-- Provided material follows --
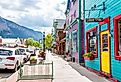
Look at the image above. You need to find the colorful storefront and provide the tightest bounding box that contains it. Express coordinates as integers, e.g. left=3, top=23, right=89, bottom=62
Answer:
left=66, top=24, right=79, bottom=62
left=65, top=0, right=84, bottom=63
left=84, top=0, right=121, bottom=81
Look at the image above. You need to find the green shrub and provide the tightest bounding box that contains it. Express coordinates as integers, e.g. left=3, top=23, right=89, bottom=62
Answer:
left=83, top=52, right=93, bottom=57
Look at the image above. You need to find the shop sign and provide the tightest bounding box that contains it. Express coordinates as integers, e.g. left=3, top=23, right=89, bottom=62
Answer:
left=86, top=18, right=103, bottom=22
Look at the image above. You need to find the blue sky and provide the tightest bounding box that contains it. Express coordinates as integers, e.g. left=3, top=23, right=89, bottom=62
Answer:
left=0, top=0, right=67, bottom=34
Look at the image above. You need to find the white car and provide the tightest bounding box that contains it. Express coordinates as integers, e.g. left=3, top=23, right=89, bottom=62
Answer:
left=0, top=48, right=24, bottom=72
left=18, top=48, right=31, bottom=62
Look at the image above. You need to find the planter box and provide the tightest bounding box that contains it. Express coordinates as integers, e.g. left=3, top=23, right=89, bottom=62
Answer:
left=84, top=56, right=94, bottom=60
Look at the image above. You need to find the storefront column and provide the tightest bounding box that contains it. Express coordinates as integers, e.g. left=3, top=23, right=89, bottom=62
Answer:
left=77, top=0, right=83, bottom=63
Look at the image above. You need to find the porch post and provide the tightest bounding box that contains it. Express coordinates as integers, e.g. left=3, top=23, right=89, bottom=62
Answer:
left=78, top=0, right=82, bottom=63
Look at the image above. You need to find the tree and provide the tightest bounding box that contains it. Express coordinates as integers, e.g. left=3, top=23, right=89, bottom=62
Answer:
left=25, top=38, right=42, bottom=48
left=33, top=41, right=42, bottom=48
left=25, top=38, right=34, bottom=47
left=45, top=34, right=53, bottom=49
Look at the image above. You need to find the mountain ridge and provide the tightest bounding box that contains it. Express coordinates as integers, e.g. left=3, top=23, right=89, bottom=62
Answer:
left=0, top=16, right=43, bottom=41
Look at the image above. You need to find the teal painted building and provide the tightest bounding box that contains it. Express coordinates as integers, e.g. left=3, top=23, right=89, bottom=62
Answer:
left=84, top=0, right=121, bottom=81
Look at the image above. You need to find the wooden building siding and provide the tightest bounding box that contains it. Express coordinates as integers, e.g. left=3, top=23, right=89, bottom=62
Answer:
left=65, top=0, right=85, bottom=63
left=85, top=0, right=121, bottom=81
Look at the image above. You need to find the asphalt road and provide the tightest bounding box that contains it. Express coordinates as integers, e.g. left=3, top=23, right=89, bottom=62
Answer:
left=0, top=69, right=13, bottom=78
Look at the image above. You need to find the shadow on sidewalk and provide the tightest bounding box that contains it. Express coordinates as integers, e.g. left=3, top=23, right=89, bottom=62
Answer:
left=69, top=62, right=111, bottom=82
-- Provided material concluded --
## Task item
Your answer must be an exact reproduction of all entries, containing no pictures.

## Reply
Look at the image above. You need to find the colorful storefront and provide the tightest bounding box that contains it. Express coordinates as integers, e.g. left=3, top=23, right=89, bottom=62
Answer:
left=66, top=24, right=79, bottom=62
left=65, top=0, right=84, bottom=63
left=84, top=0, right=121, bottom=81
Look at the image above. You need to find the green shrub and provide the tightest bounding box that contains it. Express coordinates as integers, e.g. left=3, top=23, right=89, bottom=62
Answer:
left=83, top=52, right=93, bottom=57
Look at the image above. You need to find the shop sign and provide the tightest bounding box that contains it. Express coordinates as integers, e.g. left=3, top=23, right=89, bottom=62
Answer:
left=86, top=18, right=103, bottom=22
Look at the image above. You need to find the blue sky and provide the tightest bounding box that contains it. Express coordinates as integers, e.g. left=3, top=23, right=89, bottom=62
Answer:
left=0, top=0, right=67, bottom=34
Look at the image above. You need to find the white car and provide the tightest bounding box that contains it. Express coordinates as integers, e.g. left=3, top=23, right=89, bottom=62
Answer:
left=0, top=48, right=24, bottom=72
left=18, top=48, right=31, bottom=62
Look at the image above. You need to find the planter box and provide the tightest bounding box that contains it. Express coordinates as integers, e.g. left=3, top=23, right=89, bottom=62
Answer:
left=84, top=56, right=94, bottom=60
Look at the image above. You need to find the storefront column and provide the tightest bounding box that contains it. Express coordinates as integers, e.g. left=3, top=23, right=89, bottom=62
Answer:
left=77, top=0, right=83, bottom=63
Look at the image above. You need to find the porch post and provide the tightest bounding box that contains it. Express coordinates as integers, e.g. left=3, top=23, right=89, bottom=62
Answer:
left=78, top=0, right=82, bottom=63
Look at the image above. You need to find the tree and provide the tightest bounding box that contains it. Express coordinates as integers, e.g. left=3, top=23, right=89, bottom=62
Answer:
left=25, top=38, right=42, bottom=48
left=33, top=41, right=42, bottom=48
left=25, top=38, right=34, bottom=47
left=45, top=34, right=53, bottom=49
Look at the image above. You need to find the mountain ridge and provide the tightest bounding box that contains it. Express coordinates as integers, e.g. left=3, top=23, right=89, bottom=62
Answer:
left=0, top=16, right=43, bottom=41
Look at the image above. You need to find the teal painted building and provide the tightest bounding box that contains it. Express coordinates as integers, e.g. left=3, top=23, right=89, bottom=62
Answer:
left=84, top=0, right=121, bottom=81
Look at the image above. You need to find the wooden building siding and provide the tightest bounding box that contains it. Express coordinates as integers, e.g. left=3, top=23, right=89, bottom=62
Answer:
left=65, top=0, right=85, bottom=63
left=85, top=0, right=121, bottom=81
Look at the image above. You need to find the asphalt road and provide the tightest bounding box that contains it. Express coordinates as integers, e.g. left=3, top=23, right=89, bottom=62
Answer:
left=0, top=69, right=13, bottom=78
Look at the image above. You need to find the shadow on sidewalk and provide the tightest bounding box that contains it. Express coordinates as integers, e.g. left=3, top=23, right=89, bottom=62
Answer:
left=69, top=62, right=111, bottom=82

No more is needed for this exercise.